### Stated exercise 1
Please write out the part of the spherical quartz powder article between "Core Production Methods" and "particle sizes (10-500μm)", inclusive.
### Stated exercise 2
Show each line of the records that contains the word "wooden", matching case.

### Article
Spherical quartz powder (also called spherical silica powder) is a high-performance material with excellent fluidity, low thermal expansion coefficient, and high chemical stability, widely used in semiconductor packaging, electronic materials, and advanced composites. The core principle of spheroidization is melting angular particles and letting surface tension form perfect spheres during rapid cooling.

Core Production Methods Overview

Method Temperature Range Spheroidization Rate Cost Best For
Flame Melting 1600-2000°C 95-98% Low-Medium Mass production, general electronics
Plasma Spheroidization 4000-7000°C 98-99.9% Medium-High High-purity applications, semiconductors
Spray Drying + Calcination 1000-1500°C 85-90% Low Large particle sizes (10-500μm)
Sol-Gel 800-1200°C 90-95% High Nano-scale, ultra-high purity

Method 1: Flame Melting (Most Common Industrial Process)

### Extracted records
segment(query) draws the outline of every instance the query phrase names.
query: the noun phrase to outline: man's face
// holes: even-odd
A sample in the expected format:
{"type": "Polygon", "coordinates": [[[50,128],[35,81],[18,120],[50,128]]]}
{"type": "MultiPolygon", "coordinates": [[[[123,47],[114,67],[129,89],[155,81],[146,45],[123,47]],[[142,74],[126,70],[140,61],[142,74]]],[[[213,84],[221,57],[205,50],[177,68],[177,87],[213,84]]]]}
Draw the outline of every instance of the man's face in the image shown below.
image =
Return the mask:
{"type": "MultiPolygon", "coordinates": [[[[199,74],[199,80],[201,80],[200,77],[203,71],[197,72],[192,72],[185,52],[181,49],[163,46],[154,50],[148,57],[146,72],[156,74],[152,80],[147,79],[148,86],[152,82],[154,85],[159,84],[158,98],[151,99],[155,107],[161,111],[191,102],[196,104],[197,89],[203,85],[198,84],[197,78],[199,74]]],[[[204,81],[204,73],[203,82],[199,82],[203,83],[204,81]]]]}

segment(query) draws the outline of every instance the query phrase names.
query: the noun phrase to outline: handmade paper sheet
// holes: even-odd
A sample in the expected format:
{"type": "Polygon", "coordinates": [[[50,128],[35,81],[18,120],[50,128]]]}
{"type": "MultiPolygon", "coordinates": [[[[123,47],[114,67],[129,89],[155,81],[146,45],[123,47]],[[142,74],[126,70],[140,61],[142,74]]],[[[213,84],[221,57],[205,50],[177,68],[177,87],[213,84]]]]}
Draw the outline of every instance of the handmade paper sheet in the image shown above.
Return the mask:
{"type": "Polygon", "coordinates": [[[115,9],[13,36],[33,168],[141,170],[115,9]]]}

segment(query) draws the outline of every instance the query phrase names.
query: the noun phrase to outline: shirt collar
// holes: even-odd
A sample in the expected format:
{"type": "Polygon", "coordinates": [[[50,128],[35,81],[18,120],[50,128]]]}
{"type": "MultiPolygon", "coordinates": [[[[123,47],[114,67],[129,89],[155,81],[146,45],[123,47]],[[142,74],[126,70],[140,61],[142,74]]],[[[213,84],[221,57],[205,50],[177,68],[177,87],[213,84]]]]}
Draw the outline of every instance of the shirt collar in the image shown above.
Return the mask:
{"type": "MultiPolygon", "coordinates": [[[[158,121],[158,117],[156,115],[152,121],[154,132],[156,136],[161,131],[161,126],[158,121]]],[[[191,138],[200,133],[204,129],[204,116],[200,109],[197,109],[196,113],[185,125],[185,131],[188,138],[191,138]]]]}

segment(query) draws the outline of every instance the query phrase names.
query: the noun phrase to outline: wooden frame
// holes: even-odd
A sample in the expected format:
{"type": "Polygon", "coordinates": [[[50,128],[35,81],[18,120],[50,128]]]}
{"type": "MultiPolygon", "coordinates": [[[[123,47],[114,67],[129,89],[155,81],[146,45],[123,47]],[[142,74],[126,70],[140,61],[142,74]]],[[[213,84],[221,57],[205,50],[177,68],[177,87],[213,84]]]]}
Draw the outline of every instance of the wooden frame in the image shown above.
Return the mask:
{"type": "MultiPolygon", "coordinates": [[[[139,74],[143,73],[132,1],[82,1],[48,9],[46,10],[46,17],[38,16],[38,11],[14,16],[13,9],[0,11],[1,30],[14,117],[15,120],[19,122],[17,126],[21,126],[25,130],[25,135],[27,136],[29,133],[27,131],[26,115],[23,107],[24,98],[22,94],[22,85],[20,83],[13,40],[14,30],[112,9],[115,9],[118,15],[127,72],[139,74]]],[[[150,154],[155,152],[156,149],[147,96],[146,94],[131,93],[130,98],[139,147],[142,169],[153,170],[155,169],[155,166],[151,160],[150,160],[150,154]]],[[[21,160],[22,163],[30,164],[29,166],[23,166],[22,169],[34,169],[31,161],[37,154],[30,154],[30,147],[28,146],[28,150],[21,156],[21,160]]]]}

...

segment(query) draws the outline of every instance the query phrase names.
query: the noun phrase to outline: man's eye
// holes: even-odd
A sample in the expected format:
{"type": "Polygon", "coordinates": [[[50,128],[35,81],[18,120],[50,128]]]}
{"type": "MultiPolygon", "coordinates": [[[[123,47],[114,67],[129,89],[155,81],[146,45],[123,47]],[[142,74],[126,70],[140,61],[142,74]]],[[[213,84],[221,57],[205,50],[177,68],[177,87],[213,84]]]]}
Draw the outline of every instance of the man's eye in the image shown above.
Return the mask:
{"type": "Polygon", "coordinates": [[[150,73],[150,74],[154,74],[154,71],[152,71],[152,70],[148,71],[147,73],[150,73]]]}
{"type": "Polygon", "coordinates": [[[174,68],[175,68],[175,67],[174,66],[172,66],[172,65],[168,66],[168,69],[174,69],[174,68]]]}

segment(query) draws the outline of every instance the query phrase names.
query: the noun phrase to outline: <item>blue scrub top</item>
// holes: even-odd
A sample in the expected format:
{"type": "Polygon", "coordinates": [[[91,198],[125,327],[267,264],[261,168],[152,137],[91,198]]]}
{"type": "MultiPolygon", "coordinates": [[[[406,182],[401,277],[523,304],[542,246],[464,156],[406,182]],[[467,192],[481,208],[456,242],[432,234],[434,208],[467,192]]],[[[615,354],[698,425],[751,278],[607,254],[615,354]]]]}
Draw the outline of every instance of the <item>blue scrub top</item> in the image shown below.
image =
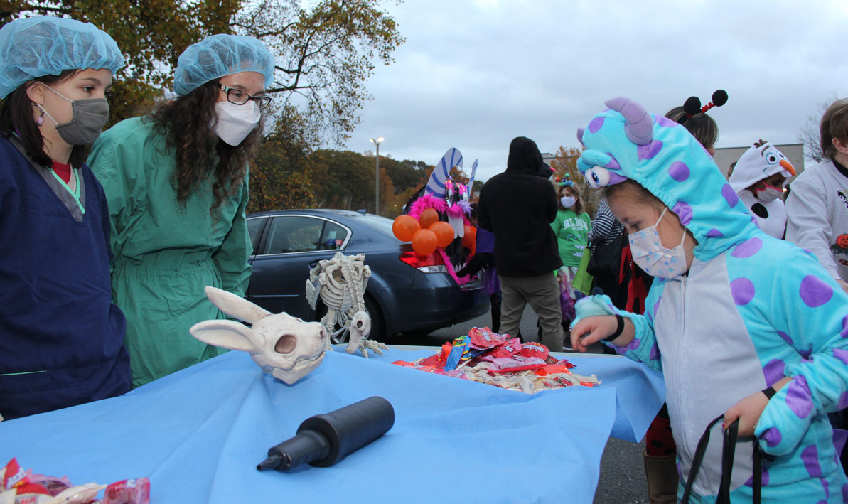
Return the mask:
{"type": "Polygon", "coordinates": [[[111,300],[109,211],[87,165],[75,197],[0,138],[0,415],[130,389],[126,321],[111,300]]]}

### Answer 1
Core Production Methods Overview

Method Temperature Range Spheroidization Rate Cost Best For
Flame Melting 1600-2000°C 95-98% Low-Medium Mass production, general electronics
Plasma Spheroidization 4000-7000°C 98-99.9% Medium-High High-purity applications, semiconductors
Spray Drying + Calcination 1000-1500°C 85-90% Low Large particle sizes (10-500μm)

### Answer 2
query: the noun phrase to outline: wooden frame
Draw the outline of every instance of the wooden frame in the image shown above.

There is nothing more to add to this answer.